** BEGIN **

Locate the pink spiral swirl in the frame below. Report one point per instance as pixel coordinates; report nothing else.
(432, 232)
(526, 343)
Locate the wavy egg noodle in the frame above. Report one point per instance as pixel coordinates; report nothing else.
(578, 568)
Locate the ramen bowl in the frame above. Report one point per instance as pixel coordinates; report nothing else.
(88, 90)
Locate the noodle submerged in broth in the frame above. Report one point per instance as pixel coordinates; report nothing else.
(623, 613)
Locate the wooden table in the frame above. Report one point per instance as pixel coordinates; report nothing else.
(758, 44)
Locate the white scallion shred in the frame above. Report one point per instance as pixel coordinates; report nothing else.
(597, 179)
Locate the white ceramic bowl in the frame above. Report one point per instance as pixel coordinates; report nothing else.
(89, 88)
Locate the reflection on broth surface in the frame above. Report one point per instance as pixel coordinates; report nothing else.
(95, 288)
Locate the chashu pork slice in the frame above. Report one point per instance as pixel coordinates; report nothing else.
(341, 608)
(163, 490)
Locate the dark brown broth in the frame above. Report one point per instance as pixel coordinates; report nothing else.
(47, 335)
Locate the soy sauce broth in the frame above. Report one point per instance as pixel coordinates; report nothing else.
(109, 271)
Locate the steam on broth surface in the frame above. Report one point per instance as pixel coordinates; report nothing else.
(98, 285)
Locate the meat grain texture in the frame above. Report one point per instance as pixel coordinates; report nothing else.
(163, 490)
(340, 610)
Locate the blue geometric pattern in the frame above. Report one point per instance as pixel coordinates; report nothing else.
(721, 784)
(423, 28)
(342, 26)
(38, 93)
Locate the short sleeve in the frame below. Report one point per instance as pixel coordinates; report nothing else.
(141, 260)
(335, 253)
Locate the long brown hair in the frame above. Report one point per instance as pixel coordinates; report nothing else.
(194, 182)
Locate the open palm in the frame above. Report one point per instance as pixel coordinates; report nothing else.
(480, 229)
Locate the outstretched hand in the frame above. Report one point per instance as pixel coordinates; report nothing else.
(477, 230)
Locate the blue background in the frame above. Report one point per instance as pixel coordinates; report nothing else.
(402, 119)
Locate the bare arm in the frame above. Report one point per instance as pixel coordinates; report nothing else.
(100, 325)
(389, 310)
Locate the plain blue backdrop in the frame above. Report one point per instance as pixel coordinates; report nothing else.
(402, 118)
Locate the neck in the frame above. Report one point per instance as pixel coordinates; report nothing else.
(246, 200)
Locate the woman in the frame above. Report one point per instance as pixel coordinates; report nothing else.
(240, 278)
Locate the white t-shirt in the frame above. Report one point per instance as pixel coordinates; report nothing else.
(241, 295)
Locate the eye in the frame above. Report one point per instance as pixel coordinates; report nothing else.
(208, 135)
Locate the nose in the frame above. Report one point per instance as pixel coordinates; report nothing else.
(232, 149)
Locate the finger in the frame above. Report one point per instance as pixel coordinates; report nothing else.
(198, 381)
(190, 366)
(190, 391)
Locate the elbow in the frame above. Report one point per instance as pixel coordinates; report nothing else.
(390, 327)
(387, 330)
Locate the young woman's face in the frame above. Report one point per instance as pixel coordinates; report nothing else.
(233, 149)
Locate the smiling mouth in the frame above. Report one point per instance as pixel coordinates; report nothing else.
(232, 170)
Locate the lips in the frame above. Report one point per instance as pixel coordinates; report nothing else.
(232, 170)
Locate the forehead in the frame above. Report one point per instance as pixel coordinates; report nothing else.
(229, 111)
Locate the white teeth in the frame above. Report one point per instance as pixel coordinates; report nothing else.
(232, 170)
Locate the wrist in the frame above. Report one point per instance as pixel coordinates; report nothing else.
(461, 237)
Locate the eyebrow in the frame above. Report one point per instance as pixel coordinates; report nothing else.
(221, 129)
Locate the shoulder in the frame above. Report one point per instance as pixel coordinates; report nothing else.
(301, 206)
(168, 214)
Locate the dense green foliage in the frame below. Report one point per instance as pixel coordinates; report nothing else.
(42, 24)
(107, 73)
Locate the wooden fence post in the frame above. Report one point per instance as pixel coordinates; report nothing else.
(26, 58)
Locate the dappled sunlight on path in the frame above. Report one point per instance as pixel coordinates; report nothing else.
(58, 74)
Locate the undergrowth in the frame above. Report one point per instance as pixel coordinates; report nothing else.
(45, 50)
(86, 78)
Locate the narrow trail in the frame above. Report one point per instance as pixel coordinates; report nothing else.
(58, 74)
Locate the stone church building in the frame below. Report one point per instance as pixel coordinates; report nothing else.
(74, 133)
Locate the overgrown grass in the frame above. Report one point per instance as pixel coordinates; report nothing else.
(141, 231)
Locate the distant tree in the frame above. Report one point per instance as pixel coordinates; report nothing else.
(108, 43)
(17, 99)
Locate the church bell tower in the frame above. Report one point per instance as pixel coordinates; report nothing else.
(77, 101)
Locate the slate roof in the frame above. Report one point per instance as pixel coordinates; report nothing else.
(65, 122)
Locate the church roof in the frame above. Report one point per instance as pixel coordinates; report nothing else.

** END **

*To be done*: Repeat, without change, each line of the data above from the one that contains "Locate the overgrown" through the final line, counting both.

*Solution for this exercise*:
Locate the overgrown grass in the frame above. Report one point per instance as pixel coordinates; report nothing else.
(141, 231)
Locate the distant tree in the frame above. Report one point per instance as pixel coordinates; report nothing else.
(108, 43)
(17, 99)
Locate the church bell tower in the frame above. Report one point per instance as pixel coordinates; report nothing else.
(77, 101)
Locate the slate roof in the frame above. Report one point per instance as pixel coordinates; report nothing else.
(65, 122)
Locate the church roof in the frame above. Report one point per instance as pixel coordinates; report nothing else.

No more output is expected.